-- STATED PROBLEM --
Copy out every one of the following lines word for word, leaving out the pictures.

-- EXTRACTED DATA --
* Start *
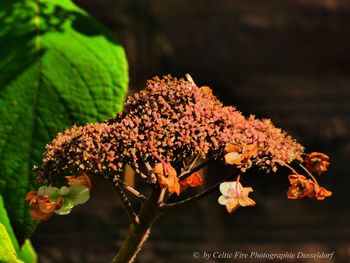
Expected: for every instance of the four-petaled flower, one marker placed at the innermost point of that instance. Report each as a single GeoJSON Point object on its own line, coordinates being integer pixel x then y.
{"type": "Point", "coordinates": [317, 162]}
{"type": "Point", "coordinates": [235, 195]}
{"type": "Point", "coordinates": [193, 180]}
{"type": "Point", "coordinates": [41, 208]}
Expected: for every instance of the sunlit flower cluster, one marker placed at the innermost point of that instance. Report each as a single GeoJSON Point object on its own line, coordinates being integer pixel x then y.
{"type": "Point", "coordinates": [172, 119]}
{"type": "Point", "coordinates": [162, 128]}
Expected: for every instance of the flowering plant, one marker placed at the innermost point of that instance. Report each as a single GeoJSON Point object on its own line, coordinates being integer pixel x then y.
{"type": "Point", "coordinates": [166, 134]}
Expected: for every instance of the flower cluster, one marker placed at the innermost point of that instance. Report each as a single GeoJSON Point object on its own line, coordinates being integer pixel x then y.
{"type": "Point", "coordinates": [166, 126]}
{"type": "Point", "coordinates": [172, 119]}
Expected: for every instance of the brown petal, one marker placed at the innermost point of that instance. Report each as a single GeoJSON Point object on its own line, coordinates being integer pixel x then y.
{"type": "Point", "coordinates": [232, 205]}
{"type": "Point", "coordinates": [82, 179]}
{"type": "Point", "coordinates": [233, 158]}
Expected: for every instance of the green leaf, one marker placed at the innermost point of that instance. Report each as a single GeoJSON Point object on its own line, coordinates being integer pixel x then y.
{"type": "Point", "coordinates": [57, 67]}
{"type": "Point", "coordinates": [79, 194]}
{"type": "Point", "coordinates": [7, 251]}
{"type": "Point", "coordinates": [25, 253]}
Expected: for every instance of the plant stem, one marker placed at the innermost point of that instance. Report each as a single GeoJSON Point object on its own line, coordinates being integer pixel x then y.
{"type": "Point", "coordinates": [125, 201]}
{"type": "Point", "coordinates": [188, 172]}
{"type": "Point", "coordinates": [138, 234]}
* End *
-- ANSWER TO THE PROBLEM --
Expected: for every instance of the four-petaled flower, one marker placed at the innermost point of that instance. Report each as a single GeoJSON Point object on its own line, coordinates being integer pixel x then y.
{"type": "Point", "coordinates": [317, 162]}
{"type": "Point", "coordinates": [235, 195]}
{"type": "Point", "coordinates": [193, 180]}
{"type": "Point", "coordinates": [41, 208]}
Expected: for every instance of the sunlit flower cluster, one marker placed at the innermost point of that instance. Report each as a single GeoJSON Point object on its own line, coordinates being integer pixel x then y.
{"type": "Point", "coordinates": [172, 119]}
{"type": "Point", "coordinates": [162, 128]}
Expected: for every instance of the flowering plant, one marker placed at the innermost point of that instance. Report each as a single GeoJSON Point object on its own line, coordinates being integer pixel x then y.
{"type": "Point", "coordinates": [166, 134]}
Expected: for every instance of the flower cluster, one marker placed at the innermost point of that instance. Report each as a single GeoJSON Point object on its own line, coordinates being integer pixel x then y.
{"type": "Point", "coordinates": [166, 126]}
{"type": "Point", "coordinates": [172, 119]}
Expected: for every instance of the brown petal, one marker placed at the innermost point of that instance. Report each as a single GeoJSON Point object on its own line, coordinates being integer pixel x then y.
{"type": "Point", "coordinates": [232, 205]}
{"type": "Point", "coordinates": [82, 179]}
{"type": "Point", "coordinates": [233, 158]}
Expected: for every instance of the green leaf, one marker placed at the innermost point of that instance. Report each as a single GeoJSON Point object on its own line, coordinates being integer pixel x then y.
{"type": "Point", "coordinates": [57, 67]}
{"type": "Point", "coordinates": [79, 194]}
{"type": "Point", "coordinates": [7, 251]}
{"type": "Point", "coordinates": [25, 253]}
Expected: for every instance of the plant stem, one marker placed at the innermost point of that instance. Report each as a single GeoJSON Point object on its own line, coordinates being integer pixel x then y.
{"type": "Point", "coordinates": [125, 201]}
{"type": "Point", "coordinates": [188, 172]}
{"type": "Point", "coordinates": [138, 234]}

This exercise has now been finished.